Arrange the lines of the items below as a Markdown table with two columns, Row and Line, leaving out blank lines. Begin at the line containing "Expected output, for every instance of the elderly man" and stop after the final line of the items.

Rows taken from a pointing dataset —
————————

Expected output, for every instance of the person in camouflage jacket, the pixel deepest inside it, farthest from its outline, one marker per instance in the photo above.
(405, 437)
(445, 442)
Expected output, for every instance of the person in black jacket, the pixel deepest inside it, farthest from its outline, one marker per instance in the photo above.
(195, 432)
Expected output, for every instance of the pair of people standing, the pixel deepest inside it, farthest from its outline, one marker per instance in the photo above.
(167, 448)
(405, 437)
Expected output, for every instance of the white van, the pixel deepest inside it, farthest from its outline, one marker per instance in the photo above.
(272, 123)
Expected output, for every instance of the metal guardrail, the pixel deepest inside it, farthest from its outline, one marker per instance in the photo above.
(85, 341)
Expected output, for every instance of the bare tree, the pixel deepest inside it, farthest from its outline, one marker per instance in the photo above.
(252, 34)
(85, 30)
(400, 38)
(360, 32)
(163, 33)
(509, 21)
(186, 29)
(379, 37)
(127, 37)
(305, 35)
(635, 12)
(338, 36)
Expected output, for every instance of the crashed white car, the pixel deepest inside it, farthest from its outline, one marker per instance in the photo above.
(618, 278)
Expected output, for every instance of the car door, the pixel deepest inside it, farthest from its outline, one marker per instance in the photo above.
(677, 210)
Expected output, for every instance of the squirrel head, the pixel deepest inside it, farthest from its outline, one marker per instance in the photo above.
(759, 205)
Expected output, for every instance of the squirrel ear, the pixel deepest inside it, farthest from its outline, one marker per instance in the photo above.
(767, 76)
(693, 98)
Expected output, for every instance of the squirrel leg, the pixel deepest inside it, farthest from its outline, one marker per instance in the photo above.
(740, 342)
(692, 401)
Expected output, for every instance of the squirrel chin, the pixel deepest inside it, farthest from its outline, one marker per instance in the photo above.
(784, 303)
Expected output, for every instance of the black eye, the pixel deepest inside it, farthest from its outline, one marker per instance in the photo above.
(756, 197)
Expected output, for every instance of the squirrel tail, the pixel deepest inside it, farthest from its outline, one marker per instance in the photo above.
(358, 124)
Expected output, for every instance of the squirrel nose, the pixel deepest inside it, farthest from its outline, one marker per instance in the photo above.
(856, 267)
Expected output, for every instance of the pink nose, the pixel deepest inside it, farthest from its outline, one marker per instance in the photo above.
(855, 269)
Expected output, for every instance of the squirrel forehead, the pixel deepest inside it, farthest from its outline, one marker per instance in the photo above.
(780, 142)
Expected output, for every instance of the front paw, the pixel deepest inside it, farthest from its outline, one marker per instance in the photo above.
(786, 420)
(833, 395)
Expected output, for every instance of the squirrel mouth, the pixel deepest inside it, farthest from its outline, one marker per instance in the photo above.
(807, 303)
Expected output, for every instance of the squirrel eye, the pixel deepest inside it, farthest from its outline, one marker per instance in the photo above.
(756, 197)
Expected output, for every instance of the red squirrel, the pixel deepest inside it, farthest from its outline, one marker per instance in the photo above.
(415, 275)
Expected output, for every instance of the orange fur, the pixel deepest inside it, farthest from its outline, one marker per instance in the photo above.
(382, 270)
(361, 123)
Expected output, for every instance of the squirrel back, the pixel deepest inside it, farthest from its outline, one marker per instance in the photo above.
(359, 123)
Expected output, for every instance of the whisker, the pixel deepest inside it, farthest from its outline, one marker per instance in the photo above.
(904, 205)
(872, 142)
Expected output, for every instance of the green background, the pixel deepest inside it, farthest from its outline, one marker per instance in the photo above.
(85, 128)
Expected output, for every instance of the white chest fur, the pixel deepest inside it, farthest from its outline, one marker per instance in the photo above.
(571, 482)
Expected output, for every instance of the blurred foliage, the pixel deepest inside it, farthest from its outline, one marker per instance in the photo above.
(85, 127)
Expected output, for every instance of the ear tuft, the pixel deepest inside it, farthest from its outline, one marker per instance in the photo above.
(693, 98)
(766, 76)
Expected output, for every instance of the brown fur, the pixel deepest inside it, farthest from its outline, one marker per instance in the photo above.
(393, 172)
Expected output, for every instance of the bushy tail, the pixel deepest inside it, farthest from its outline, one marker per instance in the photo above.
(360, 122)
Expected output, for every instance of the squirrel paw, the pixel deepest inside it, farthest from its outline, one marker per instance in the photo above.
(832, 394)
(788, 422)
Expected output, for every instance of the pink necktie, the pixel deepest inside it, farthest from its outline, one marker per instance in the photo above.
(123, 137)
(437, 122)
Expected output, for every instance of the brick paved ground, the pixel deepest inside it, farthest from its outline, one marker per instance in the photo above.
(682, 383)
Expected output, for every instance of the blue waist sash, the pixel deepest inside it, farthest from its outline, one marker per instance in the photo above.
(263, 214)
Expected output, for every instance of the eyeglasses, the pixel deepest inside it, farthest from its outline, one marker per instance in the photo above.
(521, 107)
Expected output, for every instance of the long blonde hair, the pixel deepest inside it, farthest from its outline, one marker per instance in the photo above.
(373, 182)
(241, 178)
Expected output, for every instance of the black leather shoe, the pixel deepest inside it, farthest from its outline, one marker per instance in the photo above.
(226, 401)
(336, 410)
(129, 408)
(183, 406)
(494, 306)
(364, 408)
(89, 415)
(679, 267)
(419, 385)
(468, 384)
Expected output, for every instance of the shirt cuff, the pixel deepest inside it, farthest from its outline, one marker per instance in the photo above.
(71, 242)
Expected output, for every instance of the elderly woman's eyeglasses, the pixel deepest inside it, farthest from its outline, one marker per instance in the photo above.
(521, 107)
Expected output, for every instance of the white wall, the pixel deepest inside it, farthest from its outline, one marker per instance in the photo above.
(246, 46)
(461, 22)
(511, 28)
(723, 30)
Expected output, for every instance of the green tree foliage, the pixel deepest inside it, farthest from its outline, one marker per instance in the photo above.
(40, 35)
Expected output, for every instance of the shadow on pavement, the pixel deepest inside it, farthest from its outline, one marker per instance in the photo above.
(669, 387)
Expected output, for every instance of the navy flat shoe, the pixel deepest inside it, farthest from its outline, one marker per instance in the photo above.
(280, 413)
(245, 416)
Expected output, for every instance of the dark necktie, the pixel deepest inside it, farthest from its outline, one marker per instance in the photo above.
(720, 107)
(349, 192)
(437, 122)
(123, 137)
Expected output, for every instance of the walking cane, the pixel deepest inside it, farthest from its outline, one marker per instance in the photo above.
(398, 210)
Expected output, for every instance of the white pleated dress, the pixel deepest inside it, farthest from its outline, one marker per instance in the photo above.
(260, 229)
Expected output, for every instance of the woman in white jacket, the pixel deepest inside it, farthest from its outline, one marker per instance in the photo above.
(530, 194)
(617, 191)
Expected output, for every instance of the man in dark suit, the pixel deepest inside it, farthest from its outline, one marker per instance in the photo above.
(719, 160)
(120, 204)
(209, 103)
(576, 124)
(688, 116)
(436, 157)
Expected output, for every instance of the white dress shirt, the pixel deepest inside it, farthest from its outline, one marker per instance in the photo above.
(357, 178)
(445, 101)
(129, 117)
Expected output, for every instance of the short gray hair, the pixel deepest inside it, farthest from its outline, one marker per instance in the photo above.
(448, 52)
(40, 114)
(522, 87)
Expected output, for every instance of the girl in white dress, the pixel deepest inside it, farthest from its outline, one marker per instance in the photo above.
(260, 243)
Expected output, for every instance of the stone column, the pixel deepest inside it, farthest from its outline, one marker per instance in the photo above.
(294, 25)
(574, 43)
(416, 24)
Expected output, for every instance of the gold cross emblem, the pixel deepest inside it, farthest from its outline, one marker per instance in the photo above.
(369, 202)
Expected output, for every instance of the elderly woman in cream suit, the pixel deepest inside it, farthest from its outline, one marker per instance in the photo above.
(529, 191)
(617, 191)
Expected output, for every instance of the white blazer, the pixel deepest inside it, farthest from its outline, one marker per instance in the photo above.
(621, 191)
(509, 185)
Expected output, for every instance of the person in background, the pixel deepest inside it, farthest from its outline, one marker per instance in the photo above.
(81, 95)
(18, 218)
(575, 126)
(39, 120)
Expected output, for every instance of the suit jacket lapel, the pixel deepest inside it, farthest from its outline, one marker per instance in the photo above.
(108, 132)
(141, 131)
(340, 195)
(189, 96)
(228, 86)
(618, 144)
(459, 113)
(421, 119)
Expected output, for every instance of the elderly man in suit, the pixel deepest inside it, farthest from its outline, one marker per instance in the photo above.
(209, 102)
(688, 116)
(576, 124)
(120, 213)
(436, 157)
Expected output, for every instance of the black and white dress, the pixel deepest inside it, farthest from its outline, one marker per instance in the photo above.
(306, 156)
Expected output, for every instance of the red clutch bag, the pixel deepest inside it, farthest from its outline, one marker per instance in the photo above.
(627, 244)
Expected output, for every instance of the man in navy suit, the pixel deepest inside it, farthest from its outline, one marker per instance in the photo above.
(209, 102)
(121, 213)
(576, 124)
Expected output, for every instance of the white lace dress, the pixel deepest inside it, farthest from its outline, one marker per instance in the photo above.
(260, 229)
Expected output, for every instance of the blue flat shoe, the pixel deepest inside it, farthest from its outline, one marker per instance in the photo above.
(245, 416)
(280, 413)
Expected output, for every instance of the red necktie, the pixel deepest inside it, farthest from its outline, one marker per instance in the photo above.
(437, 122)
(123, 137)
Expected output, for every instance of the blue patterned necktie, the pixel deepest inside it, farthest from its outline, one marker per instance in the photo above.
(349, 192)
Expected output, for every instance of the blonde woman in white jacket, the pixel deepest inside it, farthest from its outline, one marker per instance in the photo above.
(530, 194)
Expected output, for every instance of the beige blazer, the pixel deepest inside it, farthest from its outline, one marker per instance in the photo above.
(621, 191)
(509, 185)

————————

Reply to the exercise —
| Row | Line |
|---|---|
| 1 | Expected output, for every instance of the elderly man in suit, the pixel deepest inside it, farthest from its outline, one marker per instance in the photo above. |
| 2 | (209, 102) |
| 3 | (688, 116) |
| 4 | (576, 124) |
| 5 | (120, 213) |
| 6 | (436, 157) |
| 7 | Expected output, for every instance of the black and white dress, the pixel deepest inside it, farthest from its outline, one marker per instance in the photo above. |
| 8 | (306, 156) |
| 9 | Expected output, for every instance of the red clutch bag, the pixel deepest inside it, farthest from its outline, one marker per instance in the photo above. |
| 10 | (627, 244) |
| 11 | Expected output, for every instance of the man in navy suit, the pixel deepest inside it, farthest from its outline, one marker per instance in the photo above. |
| 12 | (209, 102) |
| 13 | (121, 213) |
| 14 | (576, 124) |
| 15 | Expected output, for every instance of the white lace dress, the pixel deepest inside it, farthest from its outline, one marker per instance in the photo above. |
| 16 | (260, 229) |
| 17 | Expected output, for every instance of the blue flat shoe, the pixel deepest inside it, farthest from its outline, one marker per instance in the photo above. |
| 18 | (245, 416) |
| 19 | (280, 413) |
| 20 | Expected output, for every instance of the red necktie, the pixel deepest inside it, farthest from its outline, one marker per instance in the photo above. |
| 21 | (437, 122) |
| 22 | (123, 137) |
| 23 | Expected output, for every instance of the blue patterned necktie, the pixel deepest inside it, farthest from its outline, one marker per instance in the photo above. |
| 24 | (349, 192) |
| 25 | Expected output, for every instance of the blonde woman in white jacket, the pixel deepest inside it, farthest from its outline, one marker per instance in the photo above. |
| 26 | (530, 194) |
| 27 | Expected output, for every instance of the beige blazer, the pixel deepest inside it, farthest from its outline, one marker per instance in the photo above. |
| 28 | (621, 191) |
| 29 | (509, 185) |